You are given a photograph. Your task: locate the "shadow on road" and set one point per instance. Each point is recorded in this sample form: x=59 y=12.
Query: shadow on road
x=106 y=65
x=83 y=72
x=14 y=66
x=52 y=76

--------------------------------------------------

Copy the material above line for line, changing nothing.

You are given a photograph. Your task: locate the "shadow on road" and set one point per instance. Each point is recorded in this sample form: x=59 y=12.
Query: shadow on road
x=106 y=65
x=83 y=72
x=14 y=66
x=52 y=76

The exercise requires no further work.